Stored data entries:
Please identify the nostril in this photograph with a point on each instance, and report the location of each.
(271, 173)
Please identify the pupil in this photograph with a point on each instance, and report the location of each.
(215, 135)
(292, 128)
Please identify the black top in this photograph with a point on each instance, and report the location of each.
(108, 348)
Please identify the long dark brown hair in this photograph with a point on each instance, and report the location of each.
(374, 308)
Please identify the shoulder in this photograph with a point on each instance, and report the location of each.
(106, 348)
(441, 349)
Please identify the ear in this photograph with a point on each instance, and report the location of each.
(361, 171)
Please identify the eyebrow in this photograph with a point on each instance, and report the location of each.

» **PROBLEM STATEMENT**
Nothing but an exact repetition of the entries is expected here.

» **WRITTEN REPLY**
Please identify the nostril in this photograph with a point on each instance, and report the location of each.
(271, 173)
Please identify the pupil in this photograph with a point on each instance, and report the location of each.
(215, 135)
(292, 128)
Please identify the black top in this photograph with a point on each instance, and report the location of each.
(108, 348)
Please identify the long dark brown hair in this photograph with a point on each instance, and report the location of each.
(374, 308)
Please identify the shoulder in this photograph with a point on each instance, and report the location of each.
(106, 348)
(441, 349)
Please identify the ear in this photograph with a point on each instance, and report the location of each.
(361, 171)
Please identify the eyebrow in this photograph with a point on each instance, and report the location of each.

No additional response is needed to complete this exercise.